● TASK GOAL
Exclude all pictures, then copy each of the records exactly as written.

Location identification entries

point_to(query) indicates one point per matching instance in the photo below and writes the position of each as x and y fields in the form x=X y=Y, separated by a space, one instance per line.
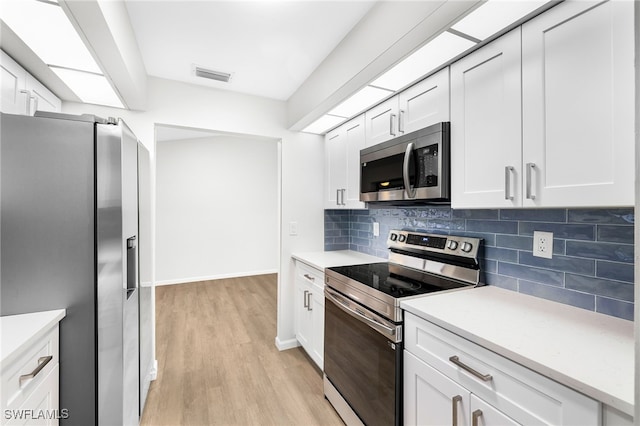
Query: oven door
x=363 y=359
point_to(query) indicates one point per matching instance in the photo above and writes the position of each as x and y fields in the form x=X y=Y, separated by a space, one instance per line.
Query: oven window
x=364 y=366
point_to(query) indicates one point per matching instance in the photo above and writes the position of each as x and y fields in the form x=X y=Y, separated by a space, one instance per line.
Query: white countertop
x=586 y=351
x=327 y=259
x=20 y=331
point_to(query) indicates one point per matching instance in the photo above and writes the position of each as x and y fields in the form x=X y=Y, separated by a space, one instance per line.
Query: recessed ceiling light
x=322 y=124
x=211 y=74
x=438 y=51
x=495 y=15
x=360 y=101
x=91 y=88
x=45 y=28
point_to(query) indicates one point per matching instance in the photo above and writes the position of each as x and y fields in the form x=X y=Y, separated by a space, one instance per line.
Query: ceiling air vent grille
x=212 y=75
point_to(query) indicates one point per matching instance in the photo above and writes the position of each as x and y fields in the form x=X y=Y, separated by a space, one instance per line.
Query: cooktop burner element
x=418 y=264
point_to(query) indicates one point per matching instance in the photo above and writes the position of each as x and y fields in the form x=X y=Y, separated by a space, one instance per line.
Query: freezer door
x=131 y=379
x=117 y=225
x=111 y=277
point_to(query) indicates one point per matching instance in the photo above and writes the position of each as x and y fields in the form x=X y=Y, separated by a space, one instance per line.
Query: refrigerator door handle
x=132 y=273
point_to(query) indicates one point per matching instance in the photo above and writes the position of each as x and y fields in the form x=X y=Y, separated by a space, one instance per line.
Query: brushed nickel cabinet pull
x=391 y=118
x=508 y=173
x=475 y=416
x=42 y=362
x=456 y=361
x=454 y=409
x=530 y=194
x=28 y=104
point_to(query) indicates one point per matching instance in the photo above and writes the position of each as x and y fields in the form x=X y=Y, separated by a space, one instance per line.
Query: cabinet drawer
x=520 y=393
x=14 y=390
x=310 y=274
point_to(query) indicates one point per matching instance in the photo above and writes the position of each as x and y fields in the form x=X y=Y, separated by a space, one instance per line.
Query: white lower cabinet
x=309 y=311
x=30 y=384
x=450 y=380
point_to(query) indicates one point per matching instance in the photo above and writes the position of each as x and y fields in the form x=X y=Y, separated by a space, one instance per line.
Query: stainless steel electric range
x=363 y=319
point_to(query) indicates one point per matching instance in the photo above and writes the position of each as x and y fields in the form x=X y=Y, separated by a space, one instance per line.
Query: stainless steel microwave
x=414 y=167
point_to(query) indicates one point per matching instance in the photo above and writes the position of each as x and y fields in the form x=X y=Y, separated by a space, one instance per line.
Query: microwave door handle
x=411 y=192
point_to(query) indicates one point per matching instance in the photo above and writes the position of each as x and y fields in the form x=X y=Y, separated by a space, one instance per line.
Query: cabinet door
x=430 y=398
x=42 y=98
x=483 y=414
x=486 y=139
x=41 y=407
x=381 y=122
x=316 y=304
x=578 y=104
x=14 y=99
x=335 y=168
x=425 y=103
x=354 y=138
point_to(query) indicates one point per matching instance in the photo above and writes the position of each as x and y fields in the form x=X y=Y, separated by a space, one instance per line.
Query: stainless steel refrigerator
x=69 y=239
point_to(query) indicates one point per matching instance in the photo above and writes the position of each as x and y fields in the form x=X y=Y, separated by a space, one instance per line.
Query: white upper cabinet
x=419 y=106
x=578 y=105
x=342 y=165
x=21 y=92
x=424 y=103
x=544 y=116
x=486 y=130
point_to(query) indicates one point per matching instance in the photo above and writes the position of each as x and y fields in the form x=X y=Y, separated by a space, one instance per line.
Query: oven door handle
x=338 y=300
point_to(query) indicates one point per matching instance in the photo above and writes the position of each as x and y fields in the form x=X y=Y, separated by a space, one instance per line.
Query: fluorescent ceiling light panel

● OUTPUT OF THE TASK
point_to(query) indicates one point per matching instance in the photo below and writes the position of each as x and y fields in the form x=X y=Y, separated by a space, one instance per line.
Query: oven door
x=363 y=359
point_to(query) indicates one point per matching instance in the photo above and writes the position of each as x and y fields in the form x=X y=Y, separated by a space, one instance per line.
Query: oven window
x=364 y=366
point_to(query) indicates one point per matching instance in the photo above and writes the position of each as x and y fields in the form x=X y=Y, separated by a space, one instance per line.
Query: white countertop
x=586 y=351
x=327 y=259
x=20 y=331
point_to(query) indicates one point per matching instance in the photo above and writes the position of each as x and y fields in the form x=X y=Y, separated by a space, one instance per line.
Query: recessed ceiling light
x=322 y=124
x=211 y=74
x=438 y=51
x=495 y=15
x=360 y=101
x=91 y=88
x=45 y=28
point_to(query) indicates one point per matching instance in the photo above and writes the position of each as x and y fields in the form x=X y=Y, separated by a space, one instance per line.
Query: ceiling air vent grille
x=212 y=75
point_to(query) indicates one point per matching instance in the photo above and writes the position of each as x and y fields in the form x=X y=Y, separated by a space, one instance per line.
Query: cooktop burner element
x=418 y=264
point_to(query) indicates one point per matching instance in the photo above and writes the position of each as x and y fields in the form x=X y=Y, separated by a space, one instance per line.
Query: freezer door
x=131 y=379
x=117 y=225
x=111 y=277
point_to(query) indicates one point per matching instance in the photo above and writes the position of each as x and y fields in the form x=X y=Y, separated by a space, one instance per line.
Query: refrigerator door handle
x=132 y=273
point_to(query) indicates one point per matching instance in the photo above and writes the position of each as x and y fields in the form x=X y=Y, separated by a space, one instance per line.
Query: brushed nickel cabinet pull
x=391 y=118
x=508 y=173
x=475 y=416
x=42 y=362
x=456 y=361
x=454 y=409
x=530 y=194
x=28 y=104
point_to(query) indicates one point per matching instance in the photo above and writes the position of each as x and y fields in the form x=X y=Y, separated by a space, one instance per line.
Query: cabinet drawer
x=520 y=393
x=14 y=390
x=310 y=274
point_to(query) indicates one point per matching instance in the photo above and writes the position of each as x and y fields in the form x=X y=Y, separated by a space, one instance per line.
Query: white lower cabinet
x=309 y=311
x=30 y=384
x=450 y=380
point_to(query) indicates one point per matching instance in the photo above and writes the position of each as x and y fields in the form x=X y=Y, separated by a space, one instance per line.
Query: stainless steel electric range
x=363 y=319
point_to(query) indicates one point per matching instance in the photo above and writes the position of each as x and y fields in the form x=X y=Y, separated by a space, one instance per line.
Query: stainless steel microwave
x=414 y=167
point_to(query) indicates one point per matching instance in the photo above and writes the position of each as x and y fields in the form x=X y=Y, separated by a space, one instance per line.
Query: microwave door handle
x=411 y=192
point_to(query) indicates one point per matching instance in the photo above and writes the position of each as x and y fields in the form x=X y=Y, separated by a space, one instance per line.
Query: cabinet door
x=430 y=398
x=42 y=98
x=483 y=414
x=486 y=139
x=41 y=407
x=381 y=122
x=316 y=304
x=578 y=104
x=14 y=99
x=335 y=168
x=425 y=103
x=354 y=138
point_to(query) indicates one point per matching instance in the photo above and writes the position of each as x and y fields in the form x=X y=Y, separated by a space, one instance per line.
Query: stainless steel refrigerator
x=69 y=239
point_to(query) indicates one point per matching instance in the photo above and writes the position of each as x and y fields in the form x=X y=Y, separated by a space, one instance per line.
Query: white upper cabinet
x=419 y=106
x=578 y=105
x=342 y=165
x=21 y=92
x=424 y=103
x=544 y=116
x=486 y=130
point_to(query) indicates one point per matching instance in the photo above and writes the position of each as x and y fields in the form x=X y=Y, separated by a space, one instance per line.
Query: oven door handle
x=338 y=300
point_to(query) indicates one point per matching instance in the photo above and writes the position of each as x and y fields in the form x=X y=Y, separated by a space, one instance per line.
Query: fluorescent ceiling light panel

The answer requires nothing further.